§ STATED GOAL A
In the records, retype the lines starting with the line containing "trace: tree trunk" and going on through the line containing "M86 61L88 61L92", including both of those lines.

§ TEXT TO READ
********

I guess if the intent is specifically to write a binary search, that's all right, but if your intent is really to carry out such queries quickly, this doesn't seem like the best approach. Instead, I'd create a more direct mapping from input position to result.

For one possible way to do this, you could create an array of pairs of input values and the position at which that value was entered:

typedef std::pair<int, size_t> input;

std::vector<input> inputs;

int temp;
size_t i = 0;

while (std::cin >> temp)
    inputs.emplace_back(temp, i++);

Then we can sort the inputs (preferably in descending order) based on the input number:

std::sort(inputs.begin(), inputs.end(), 
    [](input a, input b) {
        return a.first > b.first;
    });

Then (the interesting part) we create our lookup table to give the result for a query directly:

std::vector<size_t> query_table(inputs.size());

for (int i=0; i<inputs.size(); i++)
   query_table[inputs[i].second] = i;

Then handling a query is something like:

size_t query(size_t input_pos) { 
    return query_table[pos];
}

Looking at the code in your question, the first thing that sticks out is indentation (or lack thereof). In binSearch, you seem to have no indentation at all. In main, you have a little indentation, but most of your loops and such have the controlled statement on the same line as the loop header, which most C and C++ programmers find distasteful (to put it mildly).

********

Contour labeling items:
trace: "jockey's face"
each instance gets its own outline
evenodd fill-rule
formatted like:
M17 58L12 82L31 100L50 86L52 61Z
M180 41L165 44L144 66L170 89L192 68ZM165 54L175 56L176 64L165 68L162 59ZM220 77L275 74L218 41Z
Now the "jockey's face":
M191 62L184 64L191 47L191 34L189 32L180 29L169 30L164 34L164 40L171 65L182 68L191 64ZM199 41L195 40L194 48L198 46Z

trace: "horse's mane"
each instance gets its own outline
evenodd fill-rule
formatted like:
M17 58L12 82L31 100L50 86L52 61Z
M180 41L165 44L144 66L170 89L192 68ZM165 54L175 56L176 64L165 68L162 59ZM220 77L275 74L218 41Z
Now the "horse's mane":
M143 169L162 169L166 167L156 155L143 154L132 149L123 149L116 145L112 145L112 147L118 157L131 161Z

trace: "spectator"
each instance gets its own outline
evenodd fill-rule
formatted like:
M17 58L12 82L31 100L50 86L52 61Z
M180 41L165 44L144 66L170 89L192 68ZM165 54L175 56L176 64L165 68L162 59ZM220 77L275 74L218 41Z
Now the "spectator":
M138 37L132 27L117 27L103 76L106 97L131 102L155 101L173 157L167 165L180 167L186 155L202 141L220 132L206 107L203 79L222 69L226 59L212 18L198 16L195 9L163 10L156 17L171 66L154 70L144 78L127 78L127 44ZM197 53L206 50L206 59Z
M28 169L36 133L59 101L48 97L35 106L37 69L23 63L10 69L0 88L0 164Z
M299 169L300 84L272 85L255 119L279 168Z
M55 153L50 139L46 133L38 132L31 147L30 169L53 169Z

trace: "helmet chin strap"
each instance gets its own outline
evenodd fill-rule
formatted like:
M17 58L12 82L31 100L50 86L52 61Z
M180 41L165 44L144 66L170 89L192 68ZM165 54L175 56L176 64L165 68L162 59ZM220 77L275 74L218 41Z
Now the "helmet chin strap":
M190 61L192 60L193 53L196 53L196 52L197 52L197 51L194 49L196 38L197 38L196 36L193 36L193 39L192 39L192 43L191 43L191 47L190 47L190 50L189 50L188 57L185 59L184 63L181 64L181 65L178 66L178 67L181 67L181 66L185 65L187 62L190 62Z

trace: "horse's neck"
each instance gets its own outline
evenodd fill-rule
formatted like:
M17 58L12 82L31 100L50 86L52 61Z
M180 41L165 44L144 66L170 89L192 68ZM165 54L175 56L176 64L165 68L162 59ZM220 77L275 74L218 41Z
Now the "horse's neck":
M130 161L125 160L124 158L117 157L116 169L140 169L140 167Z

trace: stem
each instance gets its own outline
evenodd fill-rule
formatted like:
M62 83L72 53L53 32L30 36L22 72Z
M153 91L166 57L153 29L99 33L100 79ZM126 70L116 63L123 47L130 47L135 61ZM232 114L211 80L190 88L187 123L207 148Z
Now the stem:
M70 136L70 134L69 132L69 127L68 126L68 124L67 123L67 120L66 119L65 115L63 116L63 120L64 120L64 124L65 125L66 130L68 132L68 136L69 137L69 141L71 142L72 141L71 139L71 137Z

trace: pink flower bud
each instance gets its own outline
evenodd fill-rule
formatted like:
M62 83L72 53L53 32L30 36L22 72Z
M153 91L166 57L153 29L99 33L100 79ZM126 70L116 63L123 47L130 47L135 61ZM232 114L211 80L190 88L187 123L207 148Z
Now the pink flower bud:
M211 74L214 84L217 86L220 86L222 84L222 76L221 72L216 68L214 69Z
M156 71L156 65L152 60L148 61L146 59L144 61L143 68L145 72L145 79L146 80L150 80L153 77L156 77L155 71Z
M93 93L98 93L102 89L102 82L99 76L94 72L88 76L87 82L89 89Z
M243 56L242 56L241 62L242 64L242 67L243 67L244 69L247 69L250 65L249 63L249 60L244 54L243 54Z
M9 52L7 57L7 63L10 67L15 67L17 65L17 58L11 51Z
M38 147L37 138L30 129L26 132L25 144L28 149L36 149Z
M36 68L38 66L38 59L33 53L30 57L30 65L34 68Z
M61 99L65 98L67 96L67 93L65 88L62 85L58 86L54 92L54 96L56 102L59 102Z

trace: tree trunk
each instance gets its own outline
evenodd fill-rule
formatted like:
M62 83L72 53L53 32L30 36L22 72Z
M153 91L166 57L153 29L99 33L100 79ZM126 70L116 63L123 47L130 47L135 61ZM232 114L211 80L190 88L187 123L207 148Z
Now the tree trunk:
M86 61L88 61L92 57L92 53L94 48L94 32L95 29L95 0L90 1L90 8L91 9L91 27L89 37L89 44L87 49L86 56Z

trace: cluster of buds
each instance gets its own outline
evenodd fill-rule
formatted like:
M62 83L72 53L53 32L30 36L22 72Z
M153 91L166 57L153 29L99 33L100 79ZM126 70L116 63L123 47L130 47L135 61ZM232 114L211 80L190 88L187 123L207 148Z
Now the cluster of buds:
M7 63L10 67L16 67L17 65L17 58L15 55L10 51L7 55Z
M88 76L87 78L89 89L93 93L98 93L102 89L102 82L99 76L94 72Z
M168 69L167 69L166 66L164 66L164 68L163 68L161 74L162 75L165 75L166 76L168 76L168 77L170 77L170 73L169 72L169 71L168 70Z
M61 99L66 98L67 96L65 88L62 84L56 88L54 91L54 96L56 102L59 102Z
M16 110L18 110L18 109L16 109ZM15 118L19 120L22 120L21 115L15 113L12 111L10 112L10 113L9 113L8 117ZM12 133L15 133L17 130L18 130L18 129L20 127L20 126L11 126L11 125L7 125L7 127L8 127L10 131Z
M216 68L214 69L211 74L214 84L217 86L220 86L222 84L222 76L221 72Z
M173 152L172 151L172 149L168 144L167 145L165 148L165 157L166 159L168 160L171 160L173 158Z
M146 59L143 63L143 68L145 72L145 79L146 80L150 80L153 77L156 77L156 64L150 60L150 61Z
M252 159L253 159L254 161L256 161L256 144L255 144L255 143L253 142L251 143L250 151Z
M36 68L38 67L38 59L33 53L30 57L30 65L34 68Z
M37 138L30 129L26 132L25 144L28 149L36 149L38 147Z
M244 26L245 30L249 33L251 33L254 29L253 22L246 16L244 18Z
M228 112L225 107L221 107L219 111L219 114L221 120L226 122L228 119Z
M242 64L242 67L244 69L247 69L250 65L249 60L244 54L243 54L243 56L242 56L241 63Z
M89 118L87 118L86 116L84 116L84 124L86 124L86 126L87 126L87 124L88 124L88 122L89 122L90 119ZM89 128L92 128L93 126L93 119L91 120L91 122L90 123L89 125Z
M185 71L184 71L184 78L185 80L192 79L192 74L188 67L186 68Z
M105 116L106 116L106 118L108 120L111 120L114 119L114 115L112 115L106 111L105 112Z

********

§ STATED GOAL B
Reproduce the passage on binary search and lookup tables starting with "I guess if the" and going on through "position to result.", with "mapping" changed to "lookup table".

§ PROBLEM SOLUTION A
trace: tree trunk
each instance gets its own outline
evenodd fill-rule
formatted like:
M62 83L72 53L53 32L30 36L22 72Z
M153 91L166 57L153 29L99 33L100 79ZM126 70L116 63L123 47L130 47L135 61ZM232 114L211 80L190 88L187 123L207 148Z
Now the tree trunk:
M86 61L88 61L92 57L92 53L94 48L94 32L95 29L95 0L90 1L90 8L91 9L91 27L89 37L89 44L87 49L86 56Z

§ PROBLEM SOLUTION B
I guess if the intent is specifically to write a binary search, that's all right, but if your intent is really to carry out such queries quickly, this doesn't seem like the best approach. Instead, I'd create a more direct lookup table from input position to result.